> GIVEN EXERCISE
How many lines of the records below contain the string "handlebar"? Reply with the number alone.

** start DATA PROVIDED **

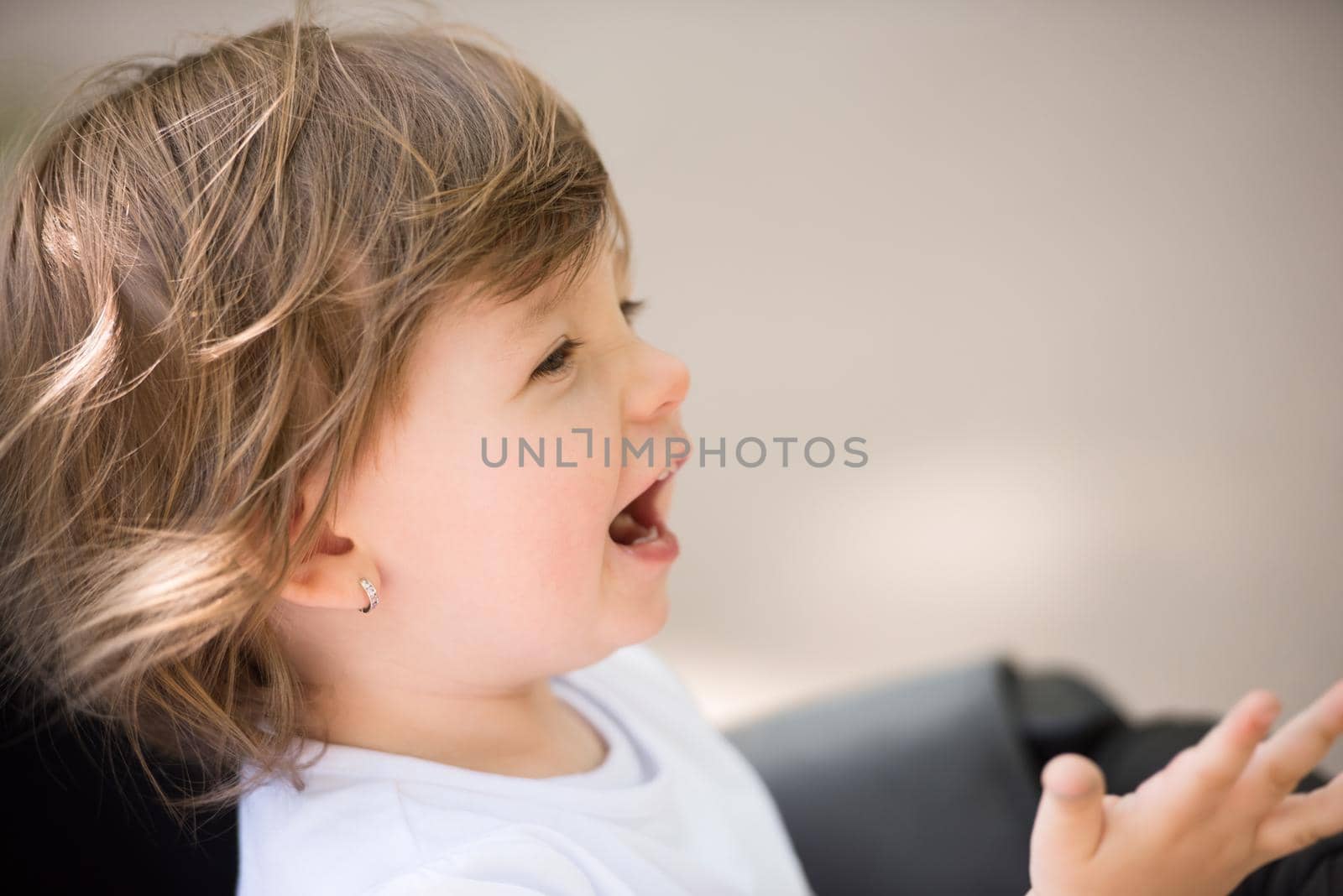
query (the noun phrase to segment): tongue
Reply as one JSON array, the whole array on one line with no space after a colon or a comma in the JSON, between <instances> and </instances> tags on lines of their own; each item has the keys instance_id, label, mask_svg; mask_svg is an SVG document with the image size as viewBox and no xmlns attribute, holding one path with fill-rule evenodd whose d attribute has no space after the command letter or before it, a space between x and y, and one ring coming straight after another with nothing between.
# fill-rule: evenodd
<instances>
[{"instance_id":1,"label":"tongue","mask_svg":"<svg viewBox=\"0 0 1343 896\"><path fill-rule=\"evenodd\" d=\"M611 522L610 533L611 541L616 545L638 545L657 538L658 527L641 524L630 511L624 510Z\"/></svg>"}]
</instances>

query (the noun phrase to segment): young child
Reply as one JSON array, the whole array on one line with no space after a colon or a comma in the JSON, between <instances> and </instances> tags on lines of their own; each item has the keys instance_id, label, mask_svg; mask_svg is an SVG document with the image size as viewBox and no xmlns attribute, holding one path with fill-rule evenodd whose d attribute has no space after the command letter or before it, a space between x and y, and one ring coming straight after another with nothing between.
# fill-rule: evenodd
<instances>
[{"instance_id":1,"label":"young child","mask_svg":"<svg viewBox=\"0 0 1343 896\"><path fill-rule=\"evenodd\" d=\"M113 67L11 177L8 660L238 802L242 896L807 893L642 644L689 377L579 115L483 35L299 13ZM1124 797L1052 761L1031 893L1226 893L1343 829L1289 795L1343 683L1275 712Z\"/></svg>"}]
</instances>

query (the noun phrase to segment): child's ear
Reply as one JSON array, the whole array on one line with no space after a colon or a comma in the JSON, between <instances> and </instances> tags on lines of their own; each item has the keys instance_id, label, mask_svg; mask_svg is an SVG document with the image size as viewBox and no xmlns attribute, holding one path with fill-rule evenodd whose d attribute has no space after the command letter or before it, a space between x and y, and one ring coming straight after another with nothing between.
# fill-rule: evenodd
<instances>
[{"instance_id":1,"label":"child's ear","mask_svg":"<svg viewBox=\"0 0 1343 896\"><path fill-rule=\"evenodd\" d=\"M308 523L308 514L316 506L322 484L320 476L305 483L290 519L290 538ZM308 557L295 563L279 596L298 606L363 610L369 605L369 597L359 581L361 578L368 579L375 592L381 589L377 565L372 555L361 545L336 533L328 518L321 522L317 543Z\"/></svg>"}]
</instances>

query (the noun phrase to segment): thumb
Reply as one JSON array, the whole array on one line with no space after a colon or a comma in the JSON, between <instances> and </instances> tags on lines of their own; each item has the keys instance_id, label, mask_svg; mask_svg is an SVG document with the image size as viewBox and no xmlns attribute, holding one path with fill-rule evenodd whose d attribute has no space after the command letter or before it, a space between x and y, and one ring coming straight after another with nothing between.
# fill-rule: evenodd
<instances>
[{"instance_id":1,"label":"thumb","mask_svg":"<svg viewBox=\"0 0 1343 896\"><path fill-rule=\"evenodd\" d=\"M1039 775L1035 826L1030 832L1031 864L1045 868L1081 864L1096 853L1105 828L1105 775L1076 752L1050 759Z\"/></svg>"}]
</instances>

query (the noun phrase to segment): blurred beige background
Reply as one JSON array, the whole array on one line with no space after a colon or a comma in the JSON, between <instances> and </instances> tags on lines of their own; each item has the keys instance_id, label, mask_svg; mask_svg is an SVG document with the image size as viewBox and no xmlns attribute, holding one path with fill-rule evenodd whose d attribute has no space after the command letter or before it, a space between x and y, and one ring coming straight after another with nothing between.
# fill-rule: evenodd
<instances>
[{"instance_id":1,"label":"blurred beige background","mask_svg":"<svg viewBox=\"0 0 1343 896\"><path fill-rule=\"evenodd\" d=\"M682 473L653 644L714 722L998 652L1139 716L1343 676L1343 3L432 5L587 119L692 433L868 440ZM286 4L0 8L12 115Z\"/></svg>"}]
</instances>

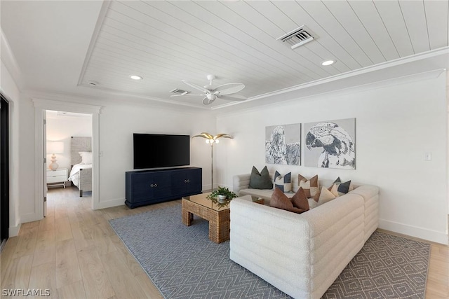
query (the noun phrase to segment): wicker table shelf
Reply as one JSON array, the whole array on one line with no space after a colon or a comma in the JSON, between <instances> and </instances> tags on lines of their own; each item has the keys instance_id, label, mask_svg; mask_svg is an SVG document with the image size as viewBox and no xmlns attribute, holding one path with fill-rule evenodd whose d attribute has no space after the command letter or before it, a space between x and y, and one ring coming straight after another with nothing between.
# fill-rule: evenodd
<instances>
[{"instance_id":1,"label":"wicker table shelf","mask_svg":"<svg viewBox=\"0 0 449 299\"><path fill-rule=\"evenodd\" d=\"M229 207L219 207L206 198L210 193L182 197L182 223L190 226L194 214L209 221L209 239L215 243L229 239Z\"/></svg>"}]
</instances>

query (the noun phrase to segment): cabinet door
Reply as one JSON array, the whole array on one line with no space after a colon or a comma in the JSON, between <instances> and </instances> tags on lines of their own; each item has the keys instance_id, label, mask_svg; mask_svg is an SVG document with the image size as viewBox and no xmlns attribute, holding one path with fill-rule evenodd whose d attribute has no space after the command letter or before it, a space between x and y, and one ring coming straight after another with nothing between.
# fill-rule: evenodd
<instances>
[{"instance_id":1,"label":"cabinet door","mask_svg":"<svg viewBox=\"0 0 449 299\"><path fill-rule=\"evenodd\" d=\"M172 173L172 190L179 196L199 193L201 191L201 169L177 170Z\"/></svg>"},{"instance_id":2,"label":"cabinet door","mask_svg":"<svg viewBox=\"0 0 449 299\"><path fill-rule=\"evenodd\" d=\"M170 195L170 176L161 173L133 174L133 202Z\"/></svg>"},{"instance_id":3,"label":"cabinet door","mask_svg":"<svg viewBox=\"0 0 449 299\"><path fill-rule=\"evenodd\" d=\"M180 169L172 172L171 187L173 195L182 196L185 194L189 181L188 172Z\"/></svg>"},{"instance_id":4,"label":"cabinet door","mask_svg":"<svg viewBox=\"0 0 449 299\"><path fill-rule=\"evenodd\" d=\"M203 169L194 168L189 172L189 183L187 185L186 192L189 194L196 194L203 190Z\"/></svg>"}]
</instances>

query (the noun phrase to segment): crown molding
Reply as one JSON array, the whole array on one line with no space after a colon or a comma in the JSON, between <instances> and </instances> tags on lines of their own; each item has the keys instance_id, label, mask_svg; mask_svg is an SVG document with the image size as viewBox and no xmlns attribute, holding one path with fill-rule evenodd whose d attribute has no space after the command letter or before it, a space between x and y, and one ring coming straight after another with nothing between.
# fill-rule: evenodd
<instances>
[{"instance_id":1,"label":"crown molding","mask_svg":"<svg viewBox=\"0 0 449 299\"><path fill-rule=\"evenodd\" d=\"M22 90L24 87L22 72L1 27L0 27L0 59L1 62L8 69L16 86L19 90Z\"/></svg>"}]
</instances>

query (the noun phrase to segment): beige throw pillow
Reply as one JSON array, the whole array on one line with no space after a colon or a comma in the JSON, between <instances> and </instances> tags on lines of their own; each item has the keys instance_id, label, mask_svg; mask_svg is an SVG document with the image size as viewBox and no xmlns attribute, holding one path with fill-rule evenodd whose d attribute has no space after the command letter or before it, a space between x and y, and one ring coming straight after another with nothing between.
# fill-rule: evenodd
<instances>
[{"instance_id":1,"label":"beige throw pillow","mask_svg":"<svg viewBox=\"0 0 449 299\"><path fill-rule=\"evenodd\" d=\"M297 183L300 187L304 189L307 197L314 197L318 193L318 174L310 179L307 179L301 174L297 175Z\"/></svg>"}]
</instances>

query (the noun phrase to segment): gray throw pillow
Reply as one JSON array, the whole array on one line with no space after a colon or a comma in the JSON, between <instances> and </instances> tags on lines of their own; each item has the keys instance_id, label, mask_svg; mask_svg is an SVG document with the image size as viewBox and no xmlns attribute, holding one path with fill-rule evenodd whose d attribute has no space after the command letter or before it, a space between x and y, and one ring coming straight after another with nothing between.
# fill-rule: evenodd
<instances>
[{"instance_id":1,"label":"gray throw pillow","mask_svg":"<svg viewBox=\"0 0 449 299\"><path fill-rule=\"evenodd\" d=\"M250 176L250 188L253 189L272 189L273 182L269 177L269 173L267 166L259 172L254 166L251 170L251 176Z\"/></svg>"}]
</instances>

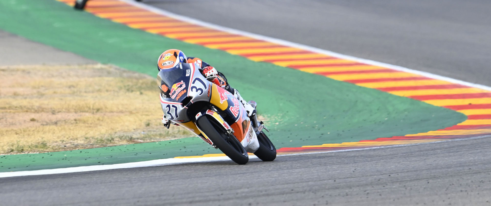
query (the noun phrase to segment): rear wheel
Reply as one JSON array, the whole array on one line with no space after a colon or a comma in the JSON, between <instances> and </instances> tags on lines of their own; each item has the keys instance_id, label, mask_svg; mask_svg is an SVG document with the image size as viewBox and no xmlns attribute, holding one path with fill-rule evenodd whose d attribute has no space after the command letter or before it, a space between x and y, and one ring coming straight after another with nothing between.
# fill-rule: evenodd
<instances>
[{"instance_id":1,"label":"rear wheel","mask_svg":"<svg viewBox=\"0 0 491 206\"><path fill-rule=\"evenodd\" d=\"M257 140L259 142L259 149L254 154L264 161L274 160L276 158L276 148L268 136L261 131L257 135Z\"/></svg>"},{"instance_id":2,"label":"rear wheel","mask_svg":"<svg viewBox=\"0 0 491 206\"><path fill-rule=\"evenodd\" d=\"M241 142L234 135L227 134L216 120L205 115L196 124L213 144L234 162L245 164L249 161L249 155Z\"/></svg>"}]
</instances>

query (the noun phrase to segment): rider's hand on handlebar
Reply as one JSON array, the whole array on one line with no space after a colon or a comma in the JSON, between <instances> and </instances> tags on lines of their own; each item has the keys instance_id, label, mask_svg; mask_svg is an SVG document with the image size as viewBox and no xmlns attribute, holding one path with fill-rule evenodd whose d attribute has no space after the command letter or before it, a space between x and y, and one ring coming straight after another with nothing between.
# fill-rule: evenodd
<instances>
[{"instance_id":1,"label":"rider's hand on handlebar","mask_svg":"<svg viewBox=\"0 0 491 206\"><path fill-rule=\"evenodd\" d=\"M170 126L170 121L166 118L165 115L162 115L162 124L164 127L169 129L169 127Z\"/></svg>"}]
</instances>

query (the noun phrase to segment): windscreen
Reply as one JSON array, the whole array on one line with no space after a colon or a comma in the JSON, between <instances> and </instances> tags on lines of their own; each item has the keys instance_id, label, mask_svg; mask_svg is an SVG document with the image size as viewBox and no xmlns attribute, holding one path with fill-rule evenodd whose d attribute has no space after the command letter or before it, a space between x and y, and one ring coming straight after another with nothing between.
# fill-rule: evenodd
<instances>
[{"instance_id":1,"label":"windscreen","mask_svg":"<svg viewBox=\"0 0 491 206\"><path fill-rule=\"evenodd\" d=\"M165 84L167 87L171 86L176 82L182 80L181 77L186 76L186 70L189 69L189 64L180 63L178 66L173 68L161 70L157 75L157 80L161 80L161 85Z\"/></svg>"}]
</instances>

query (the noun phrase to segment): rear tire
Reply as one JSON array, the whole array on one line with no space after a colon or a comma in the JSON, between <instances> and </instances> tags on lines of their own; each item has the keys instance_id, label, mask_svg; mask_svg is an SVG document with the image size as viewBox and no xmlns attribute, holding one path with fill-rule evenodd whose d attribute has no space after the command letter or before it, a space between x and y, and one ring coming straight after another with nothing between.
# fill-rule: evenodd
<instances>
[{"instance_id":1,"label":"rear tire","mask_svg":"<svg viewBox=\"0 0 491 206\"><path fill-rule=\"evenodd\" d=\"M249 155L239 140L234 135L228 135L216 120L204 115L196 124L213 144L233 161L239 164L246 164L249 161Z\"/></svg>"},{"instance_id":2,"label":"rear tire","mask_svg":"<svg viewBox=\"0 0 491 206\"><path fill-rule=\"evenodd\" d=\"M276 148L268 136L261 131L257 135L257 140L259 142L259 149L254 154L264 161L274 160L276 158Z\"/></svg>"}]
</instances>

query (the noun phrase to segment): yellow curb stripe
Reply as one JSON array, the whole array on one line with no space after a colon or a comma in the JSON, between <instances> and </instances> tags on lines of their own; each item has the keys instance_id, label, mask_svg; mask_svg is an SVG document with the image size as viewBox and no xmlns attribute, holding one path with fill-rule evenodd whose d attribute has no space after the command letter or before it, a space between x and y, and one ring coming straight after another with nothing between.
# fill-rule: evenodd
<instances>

** end DATA PROVIDED **

> THE ANSWER
2